• ЗАДАНИЯ
A) Процитируйте текст о старости от слов «Возможно, в этом» до слов «вечной молодости души.» включительно.
B) Перепишите записи от самого начала до строки с «[83,275,96,298]» включительно, заменив «dog's ear» на «dog's nose». Остальное оставьте без изменений и приведите только эти строки.

• ФРАГМЕНТ ТЕКСТА
Я пепел там, где был огнем, И дух в груди моей угас; Что я любил, лишь чту теперь, И сердце седо, как мой сказ.
Возможно, в этом было некоторое позерство, ибо Байрон всегда драматизировал себя. Но то, что он умер стариком в тридцать шесть лет, так же неоспоримо, как и то, что Браунинг умер молодым человеком в семьдесят семь, с тем триумфальным энвоем из «Азоландо» в качестве последнего выражения вечной молодости души.
Думая о старости, ошибка заключается в предположении, что дух должен увядать вместе с телом. Конечно, если с телом плохо обращаться, это отразится на духе. Но естественный упадок физических сил оставляет здоровый дух нетронутым старостью, должен, по сути, оставлять его укрепленным — сияющим не страстью, а более ровным огнем. Когда мы молоды годами, наш жаждущий дух взывает к луне.
Мы смотрим вперед и назад И тоскуем по тому, чего нет.
Но по мере взросления мы учимся довольствоваться чем-то более близким, чем луна. Горизонт наших надежд и амбиций сужается, но небо над головой не становится менее глубоким, и мы делаем удивительное открытие, что вещи, которые имеют значение, находятся очень близко к нам. Это возвращение духа домой. Мы были алчны до «заоблачных величий» жизни и возвращаемся, чтобы обнаружить, что духовные удовлетворения, которые мы искали, все это время были в пределах легкой досягаемости. И, интенсивно культивируя эти удовлетворения, мы делаем еще одно открытие. Мы обнаруживаем, что это истинный путь к самим «заоблачным величиям», ибо эти заоблачные величия не вне нас, а внутри.
Но боюсь, я проповедую, а я не хочу проповедовать, хотя если кому-то и можно позволить проповедовать, так это человеку, завершающему свое полустолетие. Позвольте мне в качестве противоядия вспомнить небольшую историю, которую нынешний епископ Честерский однажды рассказал мне за обеденным столом, ибо она содержит практический рецепт сохранения молодости сердца. В свои ранние годы он был связан с архидиаконом Джонсом из Ливерпуля. Архидиакон, которому тогда было за восемьдесят, был наставником Гладстона, и однажды будущий епископ перевел разговор в русло воспоминаний и попытался вызвать у архидиакона воспоминания о далеком прошлом. Вскоре архидиакон резко сменил тему, спросив: «Каким был концерт Филармонии вчера вечером?» А затем, в ответ на очевидное удивление, которое вызвал этот вопрос, он добавил: «Хотя я старик, я хочу сохранить свое сердце молодым, а лучший способ сделать это — не позволять своим мыслям жить в прошлом, а держать их в гармонии с жизнью вокруг тебя».
Правда в том, что каждый этап пути имеет свои интересы. Вероятно, ни один не лучше другого, но мое собственное предпочтение всегда отдавалось тому этапу, на котором я нахожусь в данный момент. Когда мне было двадцать, я думал, что нет возраста лучше двадцати, а теперь, когда мне пятьдесят, я перенес свой энтузиазм на пятьдесят. Нет возраста лучше этого, я чувствую, для всестороннего наслаждения. И у меня есть твердое убеждение, что если мне посчастливится дожить до шестидесяти, я буду заявлять, что нет возраста лучше шестидесяти. А почему бы и нет? Приятно видеть солнце на утренних холмах, но не менее приятно идти домой, когда тени удлиняются и наступила вечерняя прохлада.

• ДАННЫЕ УПРАЖНЕНИЯ
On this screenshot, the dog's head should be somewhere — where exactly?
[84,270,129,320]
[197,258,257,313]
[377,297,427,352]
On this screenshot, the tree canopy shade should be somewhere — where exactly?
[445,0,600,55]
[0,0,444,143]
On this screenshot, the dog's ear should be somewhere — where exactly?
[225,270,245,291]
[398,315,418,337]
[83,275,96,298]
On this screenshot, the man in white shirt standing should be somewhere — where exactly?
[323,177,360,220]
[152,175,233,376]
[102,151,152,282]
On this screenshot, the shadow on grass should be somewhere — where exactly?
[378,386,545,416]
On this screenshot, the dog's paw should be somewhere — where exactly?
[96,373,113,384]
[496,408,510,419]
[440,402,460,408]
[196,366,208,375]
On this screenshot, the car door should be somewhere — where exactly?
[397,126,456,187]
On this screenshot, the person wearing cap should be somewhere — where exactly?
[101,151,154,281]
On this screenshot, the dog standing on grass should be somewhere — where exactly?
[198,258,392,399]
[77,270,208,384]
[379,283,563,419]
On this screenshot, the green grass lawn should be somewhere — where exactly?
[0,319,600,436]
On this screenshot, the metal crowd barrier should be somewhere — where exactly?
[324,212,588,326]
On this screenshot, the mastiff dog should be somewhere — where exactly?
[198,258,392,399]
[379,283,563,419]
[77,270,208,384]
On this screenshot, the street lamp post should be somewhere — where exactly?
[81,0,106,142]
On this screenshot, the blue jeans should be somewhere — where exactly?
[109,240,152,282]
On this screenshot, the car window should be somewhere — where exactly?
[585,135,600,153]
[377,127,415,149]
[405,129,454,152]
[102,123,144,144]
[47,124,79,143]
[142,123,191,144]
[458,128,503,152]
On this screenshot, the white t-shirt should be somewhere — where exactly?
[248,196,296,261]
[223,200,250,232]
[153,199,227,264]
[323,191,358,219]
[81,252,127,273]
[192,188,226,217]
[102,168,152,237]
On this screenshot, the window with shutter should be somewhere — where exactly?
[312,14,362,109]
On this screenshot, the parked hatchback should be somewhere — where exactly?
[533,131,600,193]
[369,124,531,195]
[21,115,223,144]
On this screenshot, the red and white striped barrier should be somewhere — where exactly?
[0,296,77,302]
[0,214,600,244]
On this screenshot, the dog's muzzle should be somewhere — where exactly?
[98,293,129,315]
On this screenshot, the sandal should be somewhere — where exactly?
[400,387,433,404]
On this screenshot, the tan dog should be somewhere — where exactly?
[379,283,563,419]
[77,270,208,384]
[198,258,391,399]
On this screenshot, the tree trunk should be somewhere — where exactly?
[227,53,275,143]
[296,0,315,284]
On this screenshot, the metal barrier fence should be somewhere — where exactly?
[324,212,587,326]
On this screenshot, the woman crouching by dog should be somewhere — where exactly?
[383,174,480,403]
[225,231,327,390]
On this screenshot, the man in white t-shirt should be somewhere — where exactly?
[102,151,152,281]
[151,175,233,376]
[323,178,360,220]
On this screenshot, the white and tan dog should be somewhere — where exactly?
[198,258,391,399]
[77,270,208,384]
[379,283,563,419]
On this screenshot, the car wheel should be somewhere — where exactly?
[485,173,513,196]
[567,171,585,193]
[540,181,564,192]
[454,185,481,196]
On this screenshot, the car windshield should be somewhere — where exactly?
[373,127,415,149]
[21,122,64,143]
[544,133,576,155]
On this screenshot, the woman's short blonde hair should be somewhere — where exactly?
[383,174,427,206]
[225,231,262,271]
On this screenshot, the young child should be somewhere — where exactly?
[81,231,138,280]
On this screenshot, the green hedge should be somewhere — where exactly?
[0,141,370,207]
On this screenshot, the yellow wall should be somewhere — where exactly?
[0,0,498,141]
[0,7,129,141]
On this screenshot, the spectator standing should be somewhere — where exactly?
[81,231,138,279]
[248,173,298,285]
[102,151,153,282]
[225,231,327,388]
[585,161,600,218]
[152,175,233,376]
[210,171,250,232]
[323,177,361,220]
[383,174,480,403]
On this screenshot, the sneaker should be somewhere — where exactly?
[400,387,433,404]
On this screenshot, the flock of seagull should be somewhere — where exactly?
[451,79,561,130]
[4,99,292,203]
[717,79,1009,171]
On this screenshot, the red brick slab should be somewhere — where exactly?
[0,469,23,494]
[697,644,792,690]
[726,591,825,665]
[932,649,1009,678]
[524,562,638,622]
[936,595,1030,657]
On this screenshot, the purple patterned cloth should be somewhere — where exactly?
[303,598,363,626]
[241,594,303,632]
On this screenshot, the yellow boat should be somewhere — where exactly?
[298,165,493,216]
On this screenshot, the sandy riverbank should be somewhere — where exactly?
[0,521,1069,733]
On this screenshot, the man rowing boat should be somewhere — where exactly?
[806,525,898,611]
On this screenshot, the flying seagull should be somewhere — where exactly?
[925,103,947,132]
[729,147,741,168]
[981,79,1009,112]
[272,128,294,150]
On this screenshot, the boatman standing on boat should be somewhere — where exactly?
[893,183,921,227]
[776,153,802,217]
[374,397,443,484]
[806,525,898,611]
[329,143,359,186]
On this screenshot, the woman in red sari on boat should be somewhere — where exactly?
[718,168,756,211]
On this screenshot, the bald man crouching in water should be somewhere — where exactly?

• ОТВЕТЫ
A)
Возможно, в этом было некоторое позерство, ибо Байрон всегда драматизировал себя. Но то, что он умер стариком в тридцать шесть лет, так же неоспоримо, как и то, что Браунинг умер молодым человеком в семьдесят семь, с тем триумфальным энвоем из «Азоландо» в качестве последнего выражения вечной молодости души.

B)
On this screenshot, the dog's head should be somewhere — where exactly?
[84,270,129,320]
[197,258,257,313]
[377,297,427,352]
On this screenshot, the tree canopy shade should be somewhere — where exactly?
[445,0,600,55]
[0,0,444,143]
On this screenshot, the dog's nose should be somewhere — where exactly?
[225,270,245,291]
[398,315,418,337]
[83,275,96,298]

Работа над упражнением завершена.